#### Work to be completed
Can you locate every line in the records below that includes the word "roof" and copy each of those lines?

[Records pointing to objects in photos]
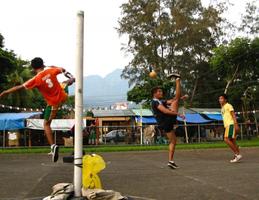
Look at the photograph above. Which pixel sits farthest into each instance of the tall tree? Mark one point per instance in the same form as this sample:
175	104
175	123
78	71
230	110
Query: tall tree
238	62
172	36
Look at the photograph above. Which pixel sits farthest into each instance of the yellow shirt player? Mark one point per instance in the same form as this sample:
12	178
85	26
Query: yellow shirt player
231	126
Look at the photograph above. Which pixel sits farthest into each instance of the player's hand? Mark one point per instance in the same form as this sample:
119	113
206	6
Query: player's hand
237	129
2	94
182	116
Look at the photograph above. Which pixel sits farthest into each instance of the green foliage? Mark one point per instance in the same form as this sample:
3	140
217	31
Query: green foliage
237	65
250	21
171	36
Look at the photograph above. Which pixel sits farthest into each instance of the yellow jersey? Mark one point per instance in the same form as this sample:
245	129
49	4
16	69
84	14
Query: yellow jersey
226	114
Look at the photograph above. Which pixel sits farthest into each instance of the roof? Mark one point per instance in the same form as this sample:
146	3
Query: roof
143	112
206	110
13	121
56	124
113	113
194	119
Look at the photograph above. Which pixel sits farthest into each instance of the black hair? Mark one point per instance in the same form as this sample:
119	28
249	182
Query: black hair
224	96
154	90
37	63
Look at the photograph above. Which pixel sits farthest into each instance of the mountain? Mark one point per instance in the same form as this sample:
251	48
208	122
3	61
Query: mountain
104	92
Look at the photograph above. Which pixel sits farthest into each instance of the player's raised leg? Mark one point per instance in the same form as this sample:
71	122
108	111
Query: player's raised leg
50	113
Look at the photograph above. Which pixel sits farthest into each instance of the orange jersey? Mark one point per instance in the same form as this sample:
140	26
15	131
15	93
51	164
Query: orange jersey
47	83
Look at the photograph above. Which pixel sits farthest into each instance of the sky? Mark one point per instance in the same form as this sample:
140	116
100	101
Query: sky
47	29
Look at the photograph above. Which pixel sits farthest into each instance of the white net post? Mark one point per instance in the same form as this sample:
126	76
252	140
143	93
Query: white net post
79	105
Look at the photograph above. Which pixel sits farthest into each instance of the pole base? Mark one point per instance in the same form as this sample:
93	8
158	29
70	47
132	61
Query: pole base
78	198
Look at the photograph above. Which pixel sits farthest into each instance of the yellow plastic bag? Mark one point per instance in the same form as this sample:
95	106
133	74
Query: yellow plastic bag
92	165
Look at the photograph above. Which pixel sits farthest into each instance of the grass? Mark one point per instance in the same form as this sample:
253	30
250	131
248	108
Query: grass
125	148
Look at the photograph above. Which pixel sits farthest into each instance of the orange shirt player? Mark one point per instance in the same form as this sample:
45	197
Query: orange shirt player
53	92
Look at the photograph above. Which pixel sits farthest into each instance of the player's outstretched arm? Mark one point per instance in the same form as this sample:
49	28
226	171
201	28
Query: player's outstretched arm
11	90
164	110
237	129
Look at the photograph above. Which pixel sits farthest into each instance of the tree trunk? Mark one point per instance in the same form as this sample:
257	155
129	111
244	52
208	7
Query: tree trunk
194	91
231	80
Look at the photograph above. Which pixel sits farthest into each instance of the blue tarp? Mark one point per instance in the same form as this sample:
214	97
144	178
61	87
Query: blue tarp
147	120
13	121
194	119
217	117
190	118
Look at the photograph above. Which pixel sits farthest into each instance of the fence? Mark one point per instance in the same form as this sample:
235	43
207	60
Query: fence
130	135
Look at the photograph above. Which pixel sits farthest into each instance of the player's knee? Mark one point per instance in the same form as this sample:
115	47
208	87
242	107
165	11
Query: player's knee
226	140
47	122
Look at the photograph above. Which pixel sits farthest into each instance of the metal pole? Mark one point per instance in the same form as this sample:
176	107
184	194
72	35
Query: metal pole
185	128
241	131
141	131
199	133
4	138
256	122
79	105
55	139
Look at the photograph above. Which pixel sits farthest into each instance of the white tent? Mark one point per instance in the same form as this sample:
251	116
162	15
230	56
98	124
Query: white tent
56	124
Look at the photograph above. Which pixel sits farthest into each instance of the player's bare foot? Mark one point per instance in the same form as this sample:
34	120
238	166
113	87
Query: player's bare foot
174	76
184	97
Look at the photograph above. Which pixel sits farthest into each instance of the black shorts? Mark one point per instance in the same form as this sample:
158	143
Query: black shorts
167	125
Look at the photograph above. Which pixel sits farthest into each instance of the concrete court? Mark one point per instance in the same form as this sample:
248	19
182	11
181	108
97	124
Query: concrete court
203	175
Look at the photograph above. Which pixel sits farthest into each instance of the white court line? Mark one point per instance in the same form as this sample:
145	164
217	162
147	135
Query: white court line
214	186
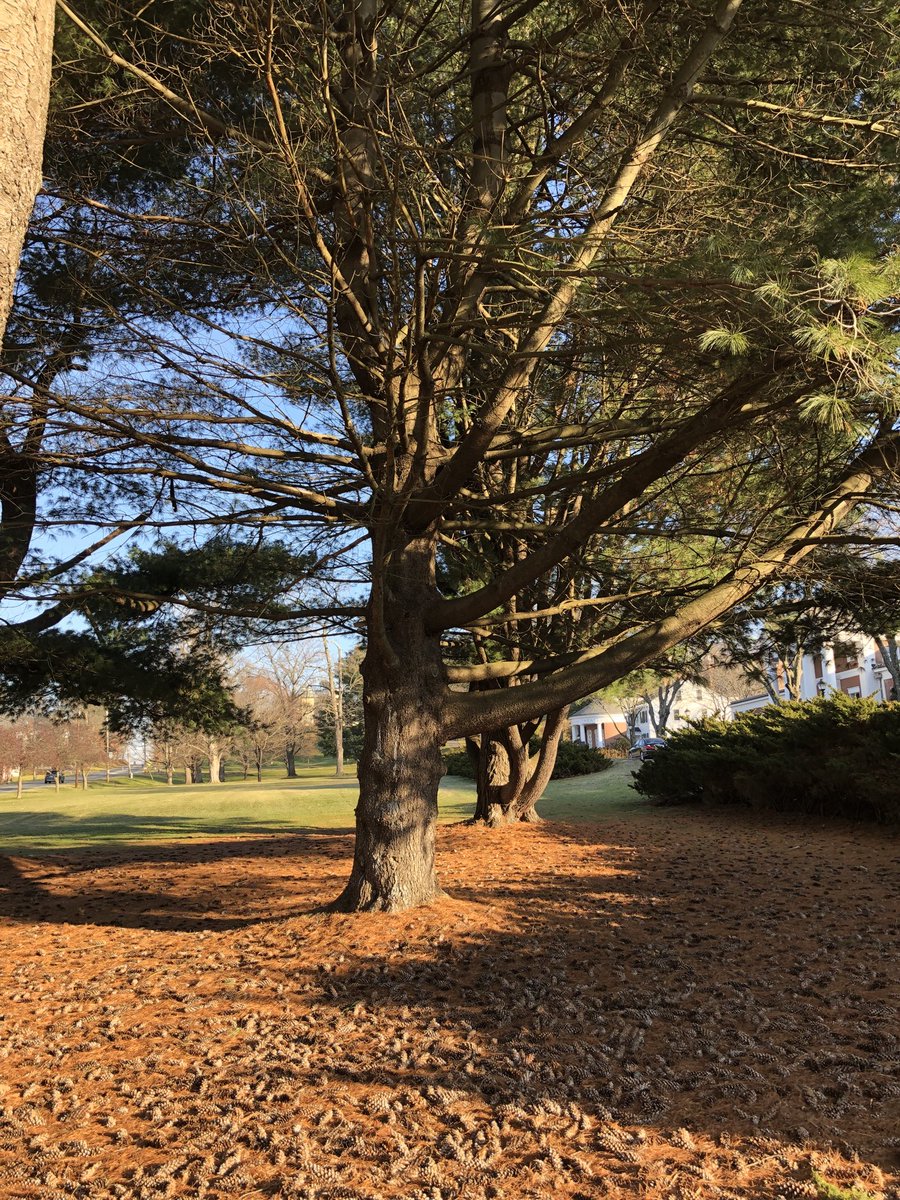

#### Response
Look at the photograph above. Which pixel sits farthest into each instance of the roof? Mark one point per instance in the same form as this sample:
Query: roof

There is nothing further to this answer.